Required task —
Reproduce the records below, replacing "one point per instance" with "a single point for each instance" throughout and leaving everything else unchanged.

Given data —
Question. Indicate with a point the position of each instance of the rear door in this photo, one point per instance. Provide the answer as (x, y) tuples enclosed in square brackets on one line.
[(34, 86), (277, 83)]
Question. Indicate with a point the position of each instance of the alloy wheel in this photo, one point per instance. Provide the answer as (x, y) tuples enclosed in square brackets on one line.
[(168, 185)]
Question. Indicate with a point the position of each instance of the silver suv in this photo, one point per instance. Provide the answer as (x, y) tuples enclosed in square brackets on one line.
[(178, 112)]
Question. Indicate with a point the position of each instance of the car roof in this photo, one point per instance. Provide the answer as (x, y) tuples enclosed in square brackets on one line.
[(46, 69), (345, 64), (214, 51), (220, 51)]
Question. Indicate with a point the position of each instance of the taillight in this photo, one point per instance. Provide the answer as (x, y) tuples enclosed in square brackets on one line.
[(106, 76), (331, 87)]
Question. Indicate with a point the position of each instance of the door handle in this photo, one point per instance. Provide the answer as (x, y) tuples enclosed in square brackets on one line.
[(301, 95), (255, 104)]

Response to the exercise —
Question. Indicate with a point the position of each instance of the rear door in this photo, a single point for each instance. Provide the answer as (x, y) tuples enclosed in square brackets on one line.
[(34, 86), (277, 83)]
Question. Indicate with a point the position of each instance of the alloy wheel in this photo, a single point for each instance. Provide the answer as (x, y) tuples enclosed in square brackets on one line.
[(168, 185)]
Question. Indicate with a point the position of each instance of the silver suv in this photo, a single point for each instance. Provide the answer as (x, y) tuples enclosed in square brackets on one line.
[(178, 112)]
Question. Indicate with a point the position of each instance of the car roof in this photo, a single point for each instance. Provide the answer as (x, y) tuples enclosed in square brackets on one line.
[(46, 69), (345, 64), (214, 51), (220, 51)]
Question. Indicate with a point the position of each instance of the taillight in this photo, a single point for each instance. Provide the answer as (x, y) tuples enclosed in square brackets on one line.
[(106, 76), (331, 87)]
Question. Indicate with a point the position of each instance of the door handle in this photo, a single point for each instance. Provide the answer as (x, y) tuples enclosed in square brackets on one line.
[(301, 95), (255, 104)]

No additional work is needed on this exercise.